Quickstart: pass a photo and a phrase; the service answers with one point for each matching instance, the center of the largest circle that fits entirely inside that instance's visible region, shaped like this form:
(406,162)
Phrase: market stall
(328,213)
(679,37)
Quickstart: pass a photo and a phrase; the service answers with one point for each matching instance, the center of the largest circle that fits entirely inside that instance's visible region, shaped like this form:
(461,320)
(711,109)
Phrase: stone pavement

◆ ◆ ◆ ◆ ◆ ◆ ◆

# PROMPT
Reproduce each of the entries above verbatim, line by line, with no alterations.

# REPLY
Quickstart: pass a photo and a phrase; the service answers with one point for each matching instance, the center of the largest circle that fits entirely inside that instance's visible region, shaped like this form:
(406,162)
Phrase: market stall
(328,213)
(679,37)
Quickstart: pass a photo and a phrase; the service answers with one point for each matching instance, the center of the largest circle that fits entirely inside that instance's visible region, shaped like this form:
(461,320)
(711,109)
Phrase: stone pavement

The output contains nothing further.